══ Given records ══

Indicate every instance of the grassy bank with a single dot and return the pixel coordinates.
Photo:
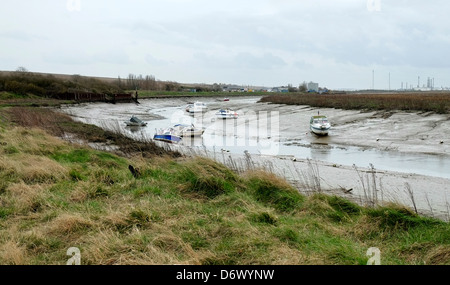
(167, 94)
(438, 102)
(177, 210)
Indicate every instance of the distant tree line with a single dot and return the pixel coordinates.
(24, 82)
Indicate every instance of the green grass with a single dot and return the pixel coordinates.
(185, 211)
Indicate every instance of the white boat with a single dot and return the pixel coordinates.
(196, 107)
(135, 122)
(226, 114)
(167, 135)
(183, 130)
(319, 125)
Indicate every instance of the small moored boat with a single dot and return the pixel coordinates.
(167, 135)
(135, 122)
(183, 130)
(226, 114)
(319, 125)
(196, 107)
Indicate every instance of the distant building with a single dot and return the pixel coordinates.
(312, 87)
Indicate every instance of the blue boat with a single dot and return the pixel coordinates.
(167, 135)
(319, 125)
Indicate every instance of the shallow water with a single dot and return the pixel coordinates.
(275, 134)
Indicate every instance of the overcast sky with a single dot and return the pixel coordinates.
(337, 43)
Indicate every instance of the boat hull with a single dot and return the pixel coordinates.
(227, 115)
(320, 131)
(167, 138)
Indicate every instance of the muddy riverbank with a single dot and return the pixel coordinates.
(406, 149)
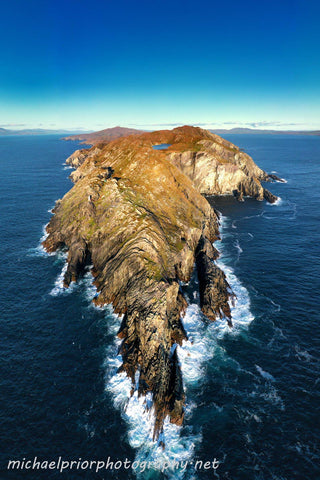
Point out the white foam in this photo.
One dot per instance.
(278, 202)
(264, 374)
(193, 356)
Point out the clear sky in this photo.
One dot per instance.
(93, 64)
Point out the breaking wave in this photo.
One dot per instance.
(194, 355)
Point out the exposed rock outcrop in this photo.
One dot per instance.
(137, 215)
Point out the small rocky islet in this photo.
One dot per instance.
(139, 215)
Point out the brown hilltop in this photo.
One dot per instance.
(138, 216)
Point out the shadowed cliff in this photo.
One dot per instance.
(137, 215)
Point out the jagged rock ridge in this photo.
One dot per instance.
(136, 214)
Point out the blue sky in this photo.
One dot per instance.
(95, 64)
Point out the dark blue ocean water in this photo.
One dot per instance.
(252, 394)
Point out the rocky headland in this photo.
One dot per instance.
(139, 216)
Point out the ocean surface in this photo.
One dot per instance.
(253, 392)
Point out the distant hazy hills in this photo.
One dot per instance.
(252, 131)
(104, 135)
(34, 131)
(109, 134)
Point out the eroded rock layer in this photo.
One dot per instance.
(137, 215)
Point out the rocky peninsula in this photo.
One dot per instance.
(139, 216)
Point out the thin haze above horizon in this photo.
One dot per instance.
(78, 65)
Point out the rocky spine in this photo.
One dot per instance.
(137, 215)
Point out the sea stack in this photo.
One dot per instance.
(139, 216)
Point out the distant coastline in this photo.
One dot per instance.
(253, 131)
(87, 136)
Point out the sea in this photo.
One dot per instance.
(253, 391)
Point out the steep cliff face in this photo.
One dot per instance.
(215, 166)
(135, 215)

═══
══ Given records ══

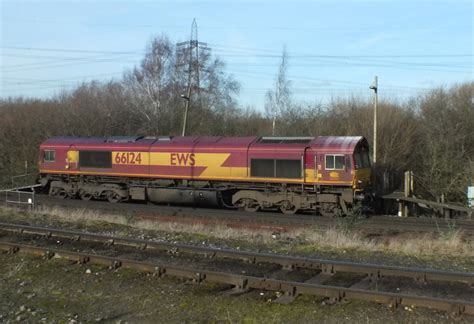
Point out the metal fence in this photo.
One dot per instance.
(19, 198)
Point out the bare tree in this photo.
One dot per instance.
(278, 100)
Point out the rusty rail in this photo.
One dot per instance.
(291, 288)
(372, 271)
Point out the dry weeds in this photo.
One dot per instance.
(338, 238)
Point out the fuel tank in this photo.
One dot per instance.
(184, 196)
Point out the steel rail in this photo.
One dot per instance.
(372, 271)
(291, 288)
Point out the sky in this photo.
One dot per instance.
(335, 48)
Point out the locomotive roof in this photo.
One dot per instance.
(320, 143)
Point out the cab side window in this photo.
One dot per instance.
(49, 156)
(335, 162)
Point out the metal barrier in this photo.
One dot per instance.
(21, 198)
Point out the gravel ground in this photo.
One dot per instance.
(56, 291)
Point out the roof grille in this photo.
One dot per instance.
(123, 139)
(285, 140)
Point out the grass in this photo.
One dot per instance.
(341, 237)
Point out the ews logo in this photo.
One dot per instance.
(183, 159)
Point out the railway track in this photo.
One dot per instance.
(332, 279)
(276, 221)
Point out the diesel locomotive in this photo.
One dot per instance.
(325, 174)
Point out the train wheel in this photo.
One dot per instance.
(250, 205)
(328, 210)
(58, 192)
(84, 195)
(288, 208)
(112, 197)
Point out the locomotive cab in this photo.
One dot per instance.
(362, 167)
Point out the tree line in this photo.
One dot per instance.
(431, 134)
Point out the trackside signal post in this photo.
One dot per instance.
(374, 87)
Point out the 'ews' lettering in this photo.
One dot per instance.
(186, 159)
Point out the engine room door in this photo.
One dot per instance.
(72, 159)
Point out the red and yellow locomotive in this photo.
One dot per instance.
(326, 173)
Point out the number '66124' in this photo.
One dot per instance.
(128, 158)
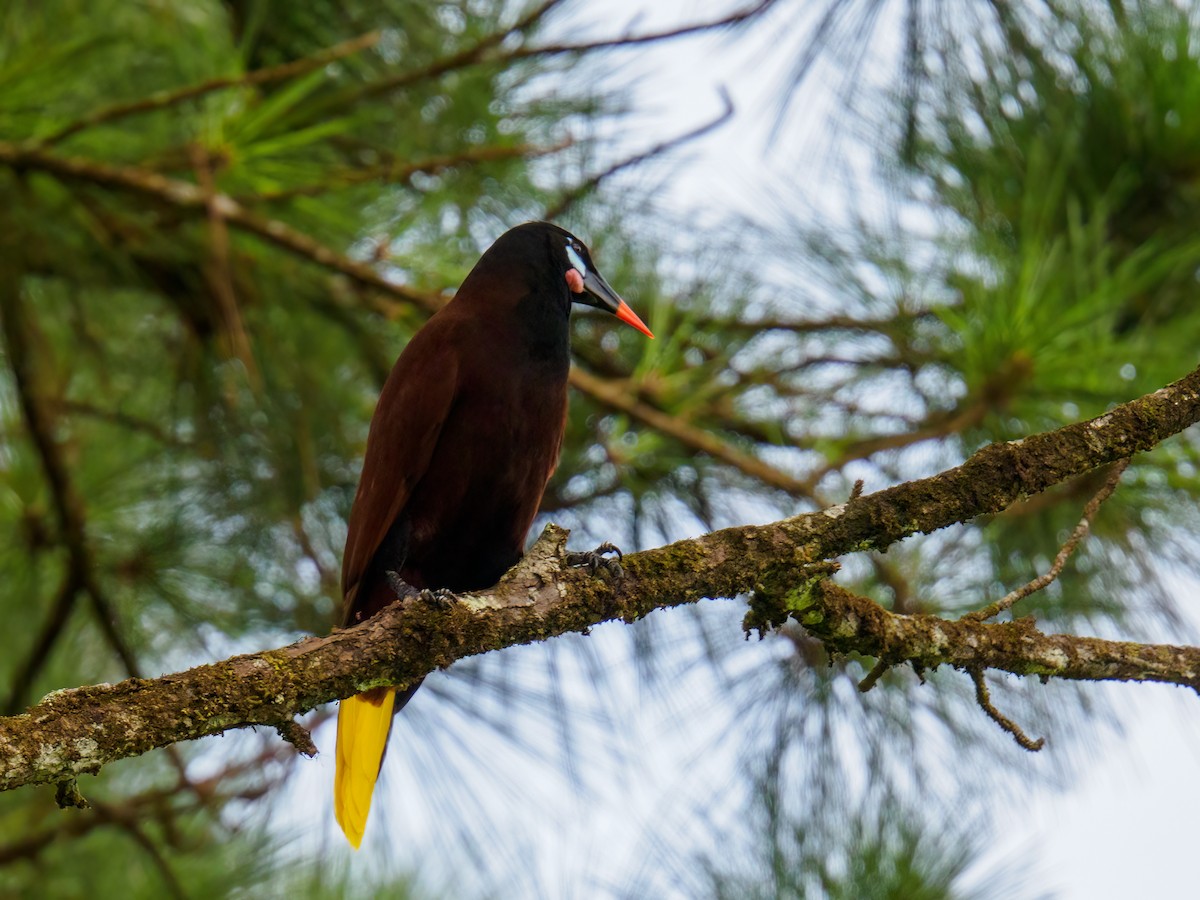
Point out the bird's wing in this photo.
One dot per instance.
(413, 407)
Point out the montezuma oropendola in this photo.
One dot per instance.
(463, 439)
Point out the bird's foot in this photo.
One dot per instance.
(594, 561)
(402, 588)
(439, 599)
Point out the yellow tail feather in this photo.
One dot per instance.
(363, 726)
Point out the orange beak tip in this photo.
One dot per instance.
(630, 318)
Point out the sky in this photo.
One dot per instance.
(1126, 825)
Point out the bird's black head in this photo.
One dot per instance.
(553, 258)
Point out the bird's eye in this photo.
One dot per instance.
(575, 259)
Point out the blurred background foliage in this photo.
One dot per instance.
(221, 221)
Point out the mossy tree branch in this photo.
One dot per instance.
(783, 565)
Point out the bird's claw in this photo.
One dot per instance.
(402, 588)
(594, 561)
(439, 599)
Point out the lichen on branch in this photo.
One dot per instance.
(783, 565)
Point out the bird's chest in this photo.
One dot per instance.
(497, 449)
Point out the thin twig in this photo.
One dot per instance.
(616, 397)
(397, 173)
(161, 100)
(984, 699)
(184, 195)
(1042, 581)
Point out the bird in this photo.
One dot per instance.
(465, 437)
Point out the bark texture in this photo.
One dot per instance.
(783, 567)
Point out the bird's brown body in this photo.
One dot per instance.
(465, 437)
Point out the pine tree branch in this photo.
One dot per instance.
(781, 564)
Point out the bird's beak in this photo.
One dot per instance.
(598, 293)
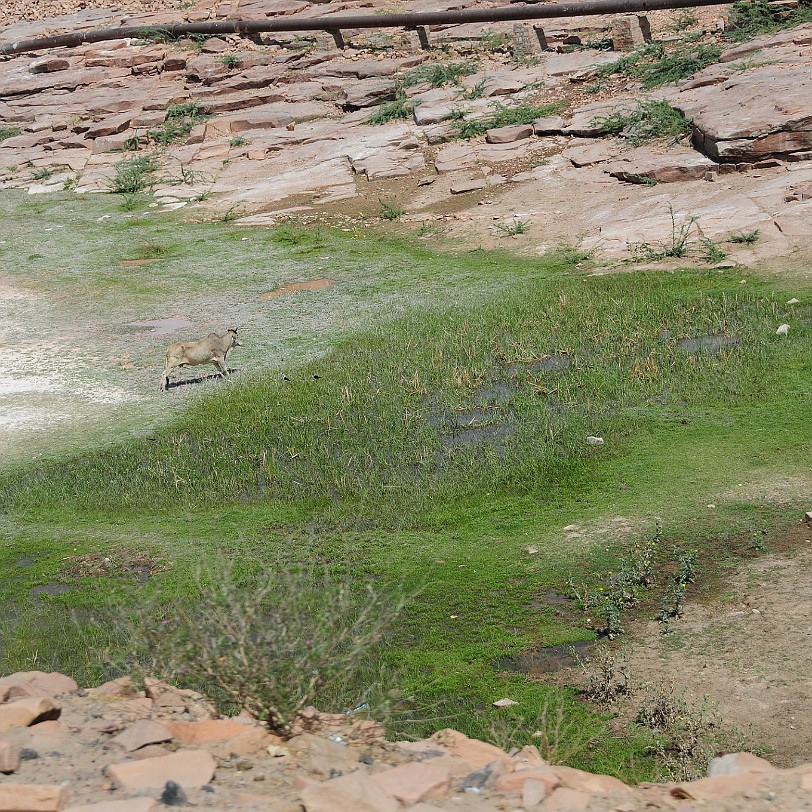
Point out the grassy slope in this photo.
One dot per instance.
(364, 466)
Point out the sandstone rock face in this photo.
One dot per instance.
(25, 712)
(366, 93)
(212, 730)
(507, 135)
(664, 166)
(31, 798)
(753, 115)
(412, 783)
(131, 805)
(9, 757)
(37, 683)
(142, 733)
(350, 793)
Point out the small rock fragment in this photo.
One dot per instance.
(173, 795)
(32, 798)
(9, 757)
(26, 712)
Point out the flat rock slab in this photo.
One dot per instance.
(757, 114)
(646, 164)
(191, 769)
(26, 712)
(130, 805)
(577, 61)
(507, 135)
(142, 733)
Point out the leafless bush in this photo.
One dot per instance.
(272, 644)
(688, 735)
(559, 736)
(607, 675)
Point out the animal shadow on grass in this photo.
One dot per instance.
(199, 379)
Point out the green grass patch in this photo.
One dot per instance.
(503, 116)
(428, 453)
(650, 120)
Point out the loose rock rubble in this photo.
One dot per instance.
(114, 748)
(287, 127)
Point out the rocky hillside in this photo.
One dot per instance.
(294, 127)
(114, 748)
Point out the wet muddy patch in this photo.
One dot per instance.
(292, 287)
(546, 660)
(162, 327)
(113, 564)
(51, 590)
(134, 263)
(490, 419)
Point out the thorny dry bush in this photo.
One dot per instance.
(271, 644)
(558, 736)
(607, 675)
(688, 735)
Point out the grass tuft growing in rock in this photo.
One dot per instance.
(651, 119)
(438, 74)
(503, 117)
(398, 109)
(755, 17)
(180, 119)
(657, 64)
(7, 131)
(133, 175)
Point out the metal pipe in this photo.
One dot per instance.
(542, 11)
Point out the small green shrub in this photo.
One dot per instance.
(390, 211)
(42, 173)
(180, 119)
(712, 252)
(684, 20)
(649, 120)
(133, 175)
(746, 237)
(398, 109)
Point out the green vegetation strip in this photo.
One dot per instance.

═══

*What is required*
Report every line of the entries above that contains the string "patch", copying each such line in full. Treat the match as case-sensitive.

*Answer to this problem*
Point out the green grass patch in this photo.
Point out the wet muddy patch in this photo.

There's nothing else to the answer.